Exercise goal:
Reproduce every row below, requests included, shifting both numbers of each point coordinate in the answers up by 136. Leave the pictures out of your answer.

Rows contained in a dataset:
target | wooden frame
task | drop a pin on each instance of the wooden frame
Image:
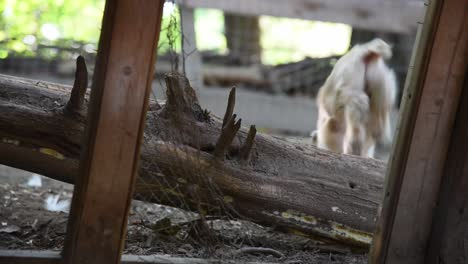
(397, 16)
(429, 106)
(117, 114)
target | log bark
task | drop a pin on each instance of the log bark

Response for this exercise:
target | wooden frame
task | drop a pin on each instance of the wooden frame
Image:
(533, 152)
(565, 242)
(253, 250)
target | log bark
task | drop a pin on each instance of the log bark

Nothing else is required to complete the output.